_Listed entries_.
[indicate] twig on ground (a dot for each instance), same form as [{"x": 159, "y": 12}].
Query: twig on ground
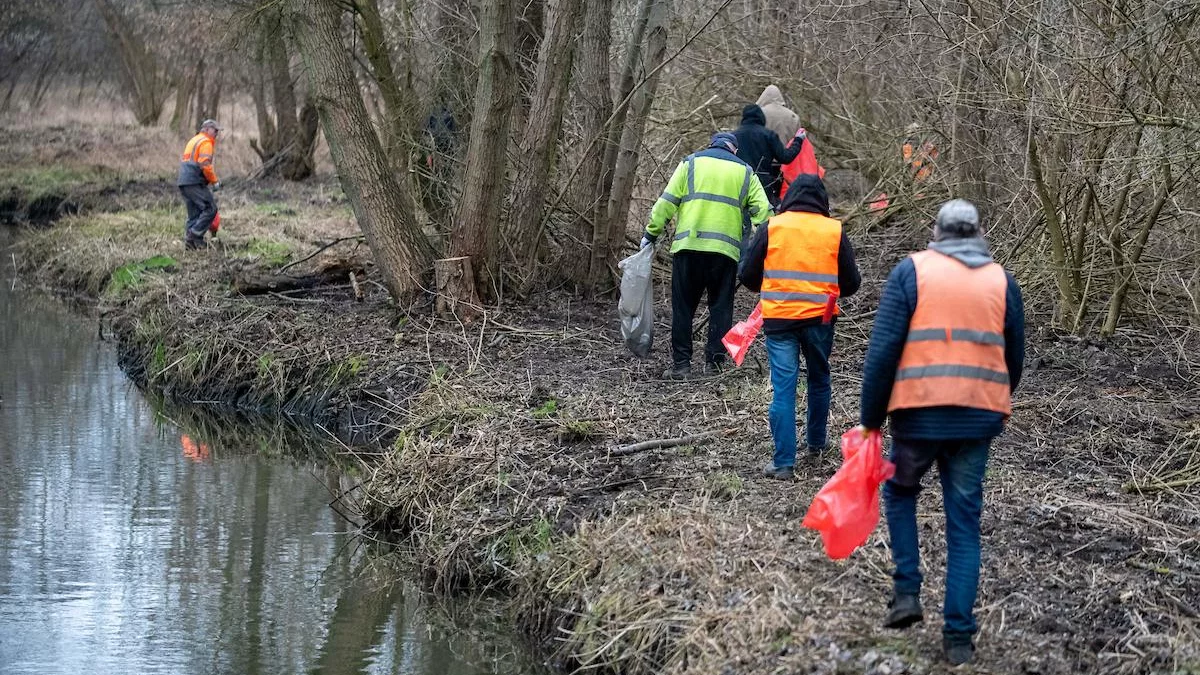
[
  {"x": 318, "y": 251},
  {"x": 659, "y": 443}
]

_Given instruction_.
Please rewrite all the items above, requests included, and scale every point coordinate in the answers by 0.9, rounding to whole numbers with halves going up. Leave the pictures out.

_Exercise output_.
[indicate] twig on ground (a dot for each instance), same form as [{"x": 159, "y": 12}].
Query: twig on ground
[
  {"x": 286, "y": 226},
  {"x": 593, "y": 399}
]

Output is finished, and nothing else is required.